Set tasks –
(A) From the Bash wildcard thread, reproduce the stretch from "Also, are there" through "matching the pattern." word for word.
(B) According to the Bash wildcard thread, which environment settings could disturb the ordering of glob expansion?

Text extract –
In Bash, are wildcard expansions guaranteed to be in order?
Is the expansion of a wildcard in Bash guaranteed to be in alphabetical order? I am forced to split a large file into 10 Mb pieces so that they can be be accepted by my Mercurial repository.
So I was thinking I could use:
split -b 10485760 Big.file BigFilePiece.
and then in place of:
cat BigFile | bigFileProcessor
I could do:
cat BigFilePiece.* | bigFileProcessor
in its place.
However, I could not find anywhere that guaranteed that the expansion of the asterisk (aka wildcard, aka *
) would always be in alphabetical order so that .aa
came before .ab
(as opposed to be timestamp ordering or something like that).
Also, are there any flaws in my plan? How great is the performance cost of cat
ing the file together?
Yes, globbing expansion is alphabetical.
From the Bash man
page:
Pathname Expansion
After word splitting, unless the
-f
option has been set, bash scans each word for the characters*
,?
, and[
. If one of these characters appears, then the word is regarded as a pattern, and replaced with an alphabetically sorted list of file names matching the pattern.
It is documented behavior for bash
so you can depend upon it in your scripts. It also has been true of other Bourne compatible shells for a very long time ... though there may be corner cases regarding case folding or non-alphanumeric characters.
(The resulting list, in bash
will be in almost "ASCII-betical" order --- except that lower and upper case letters will be collated together as if there were no case differences but with lower case collated before their upper case equivalents. All non-alphabetics should collate into the same order as they appear in ASCII).
As others have pointed out this could be perturbed by your language related environment settings: LANG generally and LC_COLLATE more specifically. In might be safest to run commands that depend on glob expansion ordering under an env
command to clear the environment (using -i
or -u
as appropriate) or to pipe the results through sort
to ensure robust sequencing.

Data entries –
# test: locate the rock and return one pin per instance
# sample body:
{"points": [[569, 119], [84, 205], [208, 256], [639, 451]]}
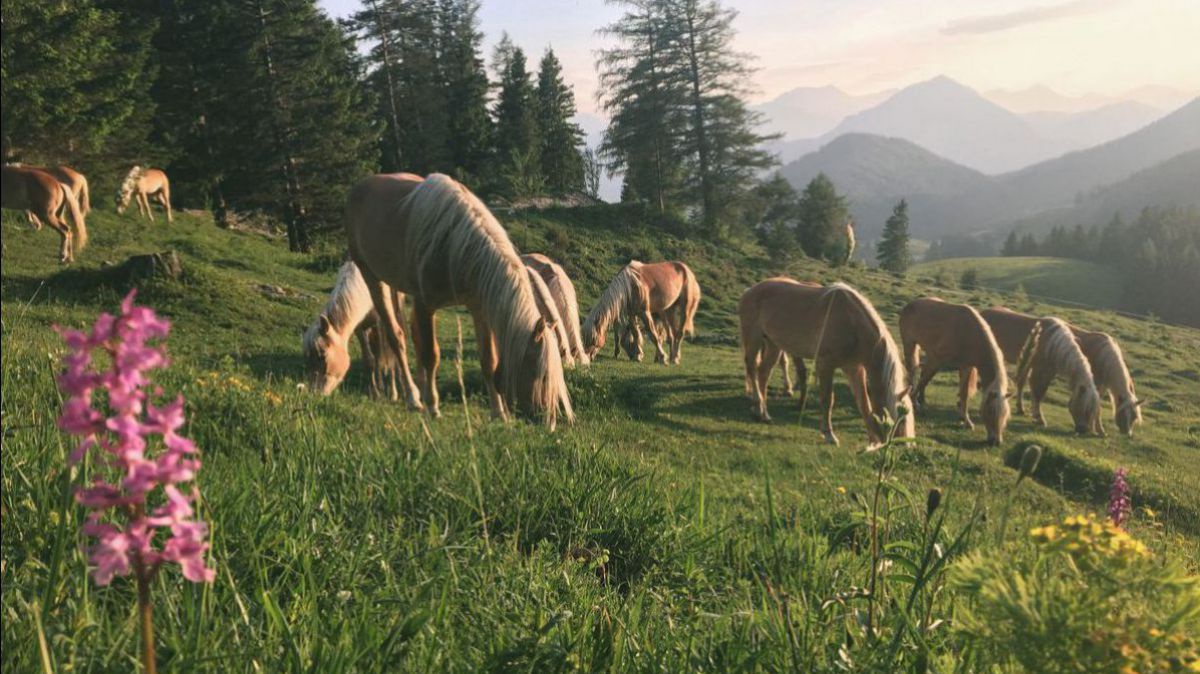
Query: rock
{"points": [[163, 266]]}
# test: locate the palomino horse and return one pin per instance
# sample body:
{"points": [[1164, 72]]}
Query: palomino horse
{"points": [[141, 184], [75, 181], [1104, 355], [642, 292], [957, 336], [562, 290], [439, 245], [838, 328], [37, 192], [327, 343], [1053, 350]]}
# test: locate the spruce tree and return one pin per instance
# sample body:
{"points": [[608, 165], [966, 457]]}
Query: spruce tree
{"points": [[559, 136], [517, 156], [892, 252], [822, 217]]}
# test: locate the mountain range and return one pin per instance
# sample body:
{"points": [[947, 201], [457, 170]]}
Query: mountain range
{"points": [[947, 198]]}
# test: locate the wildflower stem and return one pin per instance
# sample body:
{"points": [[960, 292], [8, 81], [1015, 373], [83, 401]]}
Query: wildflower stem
{"points": [[145, 612]]}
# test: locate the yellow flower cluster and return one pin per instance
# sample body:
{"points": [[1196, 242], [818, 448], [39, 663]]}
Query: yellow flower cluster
{"points": [[1085, 536]]}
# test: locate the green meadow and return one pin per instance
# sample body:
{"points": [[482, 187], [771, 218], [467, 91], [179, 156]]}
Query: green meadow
{"points": [[664, 531]]}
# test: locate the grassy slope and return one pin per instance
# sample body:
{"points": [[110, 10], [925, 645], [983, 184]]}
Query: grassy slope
{"points": [[348, 536], [1074, 281]]}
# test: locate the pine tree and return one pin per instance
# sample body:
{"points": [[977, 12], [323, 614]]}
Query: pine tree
{"points": [[517, 156], [720, 140], [822, 216], [892, 251], [559, 136]]}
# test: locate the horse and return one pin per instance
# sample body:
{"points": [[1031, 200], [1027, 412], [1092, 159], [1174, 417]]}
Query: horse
{"points": [[1111, 377], [642, 292], [438, 244], [957, 336], [1053, 350], [325, 343], [75, 181], [838, 328], [562, 290], [35, 191], [141, 184]]}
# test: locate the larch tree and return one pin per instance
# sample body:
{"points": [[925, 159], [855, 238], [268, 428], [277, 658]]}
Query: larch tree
{"points": [[892, 251]]}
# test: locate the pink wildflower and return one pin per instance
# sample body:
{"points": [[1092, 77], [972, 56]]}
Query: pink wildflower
{"points": [[125, 433], [1119, 499]]}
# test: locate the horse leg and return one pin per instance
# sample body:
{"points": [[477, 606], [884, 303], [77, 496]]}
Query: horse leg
{"points": [[825, 377], [966, 390], [660, 354], [394, 335], [490, 362], [857, 377], [425, 338]]}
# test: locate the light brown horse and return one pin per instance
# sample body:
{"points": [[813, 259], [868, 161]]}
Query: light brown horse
{"points": [[640, 293], [838, 328], [1053, 350], [562, 290], [75, 181], [439, 245], [142, 184], [1103, 353], [35, 191], [325, 344], [957, 336]]}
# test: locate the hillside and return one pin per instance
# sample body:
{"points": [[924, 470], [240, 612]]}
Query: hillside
{"points": [[665, 530], [1053, 278]]}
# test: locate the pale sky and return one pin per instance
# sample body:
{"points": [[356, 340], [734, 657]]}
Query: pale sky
{"points": [[1074, 47]]}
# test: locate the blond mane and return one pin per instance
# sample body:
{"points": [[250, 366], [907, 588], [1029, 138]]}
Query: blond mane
{"points": [[622, 298], [450, 228], [892, 373]]}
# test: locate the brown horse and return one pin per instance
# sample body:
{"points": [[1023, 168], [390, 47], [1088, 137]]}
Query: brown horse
{"points": [[957, 336], [75, 181], [141, 184], [439, 245], [838, 328], [642, 293], [565, 302], [325, 344], [37, 192], [1050, 351]]}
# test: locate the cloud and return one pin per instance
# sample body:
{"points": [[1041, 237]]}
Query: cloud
{"points": [[995, 23]]}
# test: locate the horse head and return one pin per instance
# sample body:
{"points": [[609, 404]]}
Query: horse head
{"points": [[327, 356]]}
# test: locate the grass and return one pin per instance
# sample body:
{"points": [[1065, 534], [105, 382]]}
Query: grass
{"points": [[1053, 278], [664, 531]]}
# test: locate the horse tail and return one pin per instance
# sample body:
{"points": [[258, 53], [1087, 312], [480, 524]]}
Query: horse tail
{"points": [[1025, 362], [76, 222], [690, 300]]}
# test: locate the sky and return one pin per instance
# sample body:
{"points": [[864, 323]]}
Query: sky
{"points": [[1074, 47]]}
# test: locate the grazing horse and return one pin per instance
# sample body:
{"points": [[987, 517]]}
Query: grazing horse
{"points": [[957, 336], [1111, 375], [838, 328], [75, 181], [439, 245], [642, 292], [141, 184], [37, 192], [1053, 350], [327, 343], [562, 290]]}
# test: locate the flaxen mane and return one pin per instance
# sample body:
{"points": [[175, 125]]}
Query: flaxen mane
{"points": [[450, 228], [887, 368], [623, 298]]}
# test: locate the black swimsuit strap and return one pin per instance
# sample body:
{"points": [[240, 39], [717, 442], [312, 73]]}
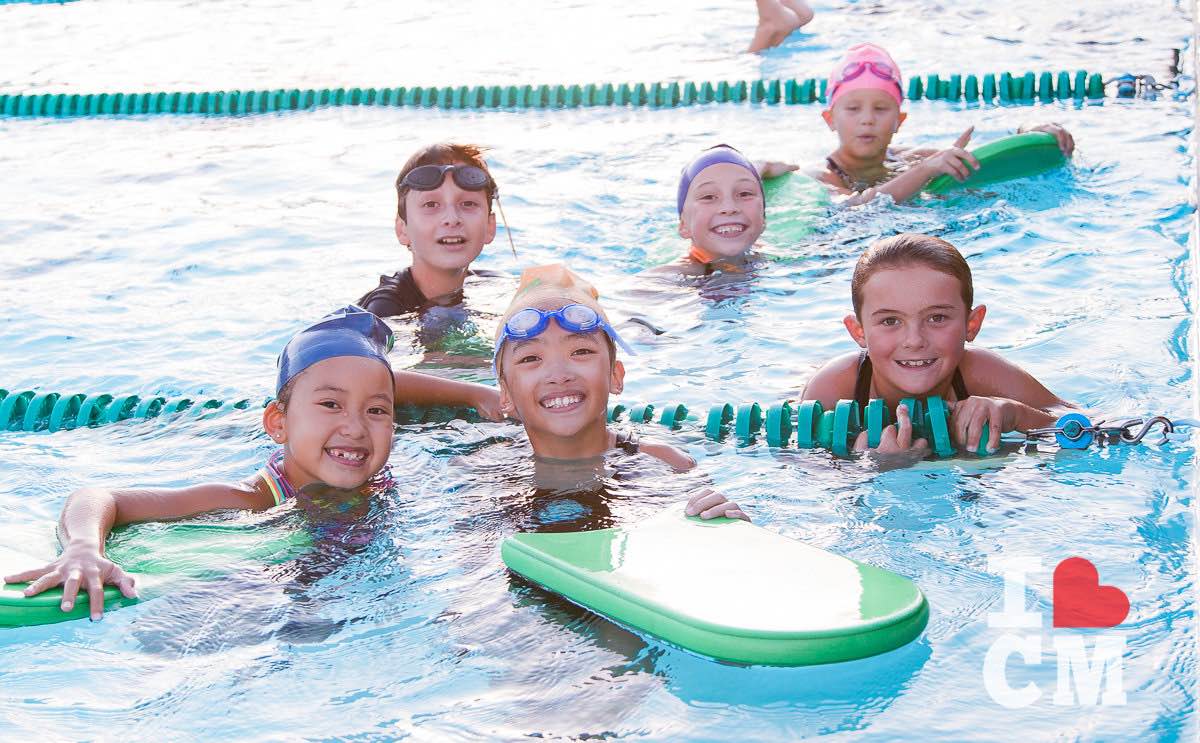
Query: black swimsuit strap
{"points": [[863, 382]]}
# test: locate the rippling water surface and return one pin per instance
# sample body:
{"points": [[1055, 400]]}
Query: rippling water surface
{"points": [[175, 256]]}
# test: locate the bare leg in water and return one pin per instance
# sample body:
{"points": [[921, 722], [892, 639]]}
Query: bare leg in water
{"points": [[777, 21]]}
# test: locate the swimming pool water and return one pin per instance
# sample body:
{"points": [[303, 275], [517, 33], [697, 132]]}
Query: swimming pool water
{"points": [[177, 255]]}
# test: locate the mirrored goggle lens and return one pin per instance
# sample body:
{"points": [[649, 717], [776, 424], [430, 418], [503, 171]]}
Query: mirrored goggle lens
{"points": [[581, 317], [471, 178], [523, 322]]}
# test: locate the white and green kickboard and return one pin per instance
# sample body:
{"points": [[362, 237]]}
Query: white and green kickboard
{"points": [[726, 588]]}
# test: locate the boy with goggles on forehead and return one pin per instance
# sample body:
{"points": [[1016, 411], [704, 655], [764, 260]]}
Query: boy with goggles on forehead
{"points": [[864, 97], [444, 216], [556, 363]]}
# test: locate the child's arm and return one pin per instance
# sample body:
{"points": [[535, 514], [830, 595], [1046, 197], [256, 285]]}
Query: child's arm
{"points": [[91, 513], [1005, 396], [953, 161], [706, 503], [426, 389]]}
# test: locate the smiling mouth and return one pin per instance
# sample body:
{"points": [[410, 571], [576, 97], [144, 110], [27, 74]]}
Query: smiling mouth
{"points": [[348, 457], [730, 231], [561, 402]]}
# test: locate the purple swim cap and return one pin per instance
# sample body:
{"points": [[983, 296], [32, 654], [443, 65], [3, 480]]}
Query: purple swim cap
{"points": [[713, 155], [349, 331]]}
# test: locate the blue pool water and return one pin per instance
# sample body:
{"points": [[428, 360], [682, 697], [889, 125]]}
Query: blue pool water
{"points": [[175, 256]]}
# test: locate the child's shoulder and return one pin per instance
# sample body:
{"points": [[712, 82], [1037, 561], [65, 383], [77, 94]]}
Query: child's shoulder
{"points": [[835, 379], [677, 457]]}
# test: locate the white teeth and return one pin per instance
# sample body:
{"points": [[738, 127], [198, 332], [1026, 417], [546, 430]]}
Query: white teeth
{"points": [[562, 402]]}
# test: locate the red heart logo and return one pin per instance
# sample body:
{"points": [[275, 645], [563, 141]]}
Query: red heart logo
{"points": [[1079, 599]]}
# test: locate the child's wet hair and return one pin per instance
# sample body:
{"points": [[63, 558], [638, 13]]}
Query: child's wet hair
{"points": [[905, 250], [443, 154]]}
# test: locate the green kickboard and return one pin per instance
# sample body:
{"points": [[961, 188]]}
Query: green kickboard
{"points": [[160, 555], [795, 203], [726, 588], [1007, 159]]}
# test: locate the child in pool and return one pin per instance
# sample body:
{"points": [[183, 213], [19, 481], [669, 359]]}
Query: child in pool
{"points": [[444, 216], [556, 363], [864, 97], [723, 211], [777, 21], [913, 316], [333, 414]]}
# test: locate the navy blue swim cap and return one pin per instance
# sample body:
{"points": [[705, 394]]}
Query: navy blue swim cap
{"points": [[713, 155], [349, 331]]}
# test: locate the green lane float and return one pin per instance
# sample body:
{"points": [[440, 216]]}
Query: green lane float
{"points": [[988, 89], [1007, 159], [804, 424]]}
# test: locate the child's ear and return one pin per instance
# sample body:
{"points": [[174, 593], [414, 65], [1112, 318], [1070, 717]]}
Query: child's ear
{"points": [[856, 329], [491, 229], [617, 379], [975, 321], [402, 232], [273, 423], [684, 231], [507, 405]]}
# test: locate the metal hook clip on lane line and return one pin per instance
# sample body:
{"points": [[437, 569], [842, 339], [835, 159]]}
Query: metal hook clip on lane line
{"points": [[1074, 431]]}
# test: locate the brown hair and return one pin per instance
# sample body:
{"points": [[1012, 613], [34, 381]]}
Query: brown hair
{"points": [[905, 250], [443, 154]]}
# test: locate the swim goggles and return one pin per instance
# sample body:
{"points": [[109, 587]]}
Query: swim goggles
{"points": [[881, 70], [531, 323], [468, 178]]}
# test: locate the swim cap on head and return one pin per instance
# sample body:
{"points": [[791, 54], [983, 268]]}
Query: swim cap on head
{"points": [[721, 153], [865, 66], [543, 286], [349, 331]]}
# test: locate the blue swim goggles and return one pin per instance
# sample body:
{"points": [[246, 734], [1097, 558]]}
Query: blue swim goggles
{"points": [[531, 323]]}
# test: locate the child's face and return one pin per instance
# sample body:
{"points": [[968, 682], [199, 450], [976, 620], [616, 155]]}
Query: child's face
{"points": [[445, 228], [865, 120], [558, 383], [723, 213], [337, 426], [915, 327]]}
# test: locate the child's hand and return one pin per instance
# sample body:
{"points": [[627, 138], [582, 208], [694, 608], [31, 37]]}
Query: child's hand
{"points": [[78, 564], [953, 161], [1066, 142], [707, 503], [967, 418], [774, 168], [895, 439]]}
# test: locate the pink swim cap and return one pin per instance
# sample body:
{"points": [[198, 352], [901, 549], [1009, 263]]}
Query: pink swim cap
{"points": [[865, 66]]}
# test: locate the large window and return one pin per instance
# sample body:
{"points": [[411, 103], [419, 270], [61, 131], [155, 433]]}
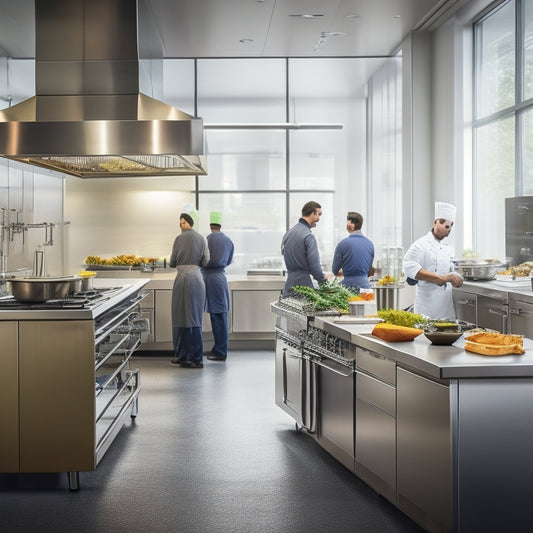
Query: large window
{"points": [[503, 119]]}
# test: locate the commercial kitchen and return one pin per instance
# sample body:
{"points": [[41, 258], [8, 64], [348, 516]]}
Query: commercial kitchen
{"points": [[113, 116]]}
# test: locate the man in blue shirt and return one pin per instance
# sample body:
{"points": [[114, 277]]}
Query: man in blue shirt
{"points": [[354, 255], [216, 286]]}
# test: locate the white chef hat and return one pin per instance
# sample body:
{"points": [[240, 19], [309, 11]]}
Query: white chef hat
{"points": [[445, 211]]}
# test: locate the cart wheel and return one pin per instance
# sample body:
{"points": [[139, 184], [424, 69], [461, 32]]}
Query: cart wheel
{"points": [[73, 481]]}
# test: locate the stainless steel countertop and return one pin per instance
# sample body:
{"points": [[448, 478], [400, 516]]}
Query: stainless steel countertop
{"points": [[164, 279], [487, 288], [443, 362], [128, 287]]}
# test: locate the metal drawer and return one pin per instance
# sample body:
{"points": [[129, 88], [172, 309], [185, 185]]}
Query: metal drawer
{"points": [[376, 392], [377, 365]]}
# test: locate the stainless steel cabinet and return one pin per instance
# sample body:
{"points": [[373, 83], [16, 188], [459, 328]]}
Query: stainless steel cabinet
{"points": [[336, 431], [163, 317], [424, 451], [465, 304], [375, 422], [251, 311], [492, 311], [520, 316], [290, 378]]}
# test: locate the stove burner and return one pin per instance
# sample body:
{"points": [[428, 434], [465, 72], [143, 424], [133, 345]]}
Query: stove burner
{"points": [[79, 300]]}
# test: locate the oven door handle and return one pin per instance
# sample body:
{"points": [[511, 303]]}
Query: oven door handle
{"points": [[324, 364]]}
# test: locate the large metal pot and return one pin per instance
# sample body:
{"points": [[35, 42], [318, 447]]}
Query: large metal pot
{"points": [[478, 270], [40, 289]]}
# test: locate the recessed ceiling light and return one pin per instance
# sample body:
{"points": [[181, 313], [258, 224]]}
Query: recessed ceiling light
{"points": [[308, 15]]}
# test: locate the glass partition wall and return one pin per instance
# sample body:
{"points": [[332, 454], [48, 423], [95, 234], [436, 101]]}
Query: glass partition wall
{"points": [[503, 124], [281, 132]]}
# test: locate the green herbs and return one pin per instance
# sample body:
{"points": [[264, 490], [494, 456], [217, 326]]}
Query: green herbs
{"points": [[401, 318], [328, 296]]}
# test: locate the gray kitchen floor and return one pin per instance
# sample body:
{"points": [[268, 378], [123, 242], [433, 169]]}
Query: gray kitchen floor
{"points": [[208, 452]]}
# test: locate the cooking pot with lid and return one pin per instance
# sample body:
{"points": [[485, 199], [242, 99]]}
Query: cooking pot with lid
{"points": [[38, 289], [478, 270]]}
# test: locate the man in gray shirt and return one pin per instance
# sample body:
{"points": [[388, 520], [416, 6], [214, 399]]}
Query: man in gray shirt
{"points": [[300, 251]]}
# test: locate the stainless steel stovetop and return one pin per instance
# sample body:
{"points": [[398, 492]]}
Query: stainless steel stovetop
{"points": [[82, 305]]}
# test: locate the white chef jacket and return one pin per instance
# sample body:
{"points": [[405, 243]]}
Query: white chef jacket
{"points": [[435, 256]]}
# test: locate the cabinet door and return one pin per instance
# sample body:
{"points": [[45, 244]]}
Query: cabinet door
{"points": [[520, 318], [163, 316], [424, 451], [465, 304], [336, 411], [9, 400], [251, 311], [57, 396], [492, 312]]}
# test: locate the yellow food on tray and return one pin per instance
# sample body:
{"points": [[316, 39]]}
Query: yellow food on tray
{"points": [[394, 333], [387, 280], [492, 343]]}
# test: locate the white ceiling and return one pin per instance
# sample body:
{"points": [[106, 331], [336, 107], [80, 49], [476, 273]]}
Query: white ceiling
{"points": [[214, 28]]}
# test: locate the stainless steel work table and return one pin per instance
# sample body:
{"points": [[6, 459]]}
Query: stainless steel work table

Written responses –
(A)
Also, are there any flaws in my plan? How great is the performance cost of cat
ing the file together?
Yes, globbing expansion is alphabetical.
From the Bash man
page:
Pathname Expansion
After word splitting, unless the
-f
option has been set, bash scans each word for the characters*
,?
, and[
. If one of these characters appears, then the word is regarded as a pattern, and replaced with an alphabetically sorted list of file names matching the pattern.

(B) LANG generally, and LC_COLLATE more specifically.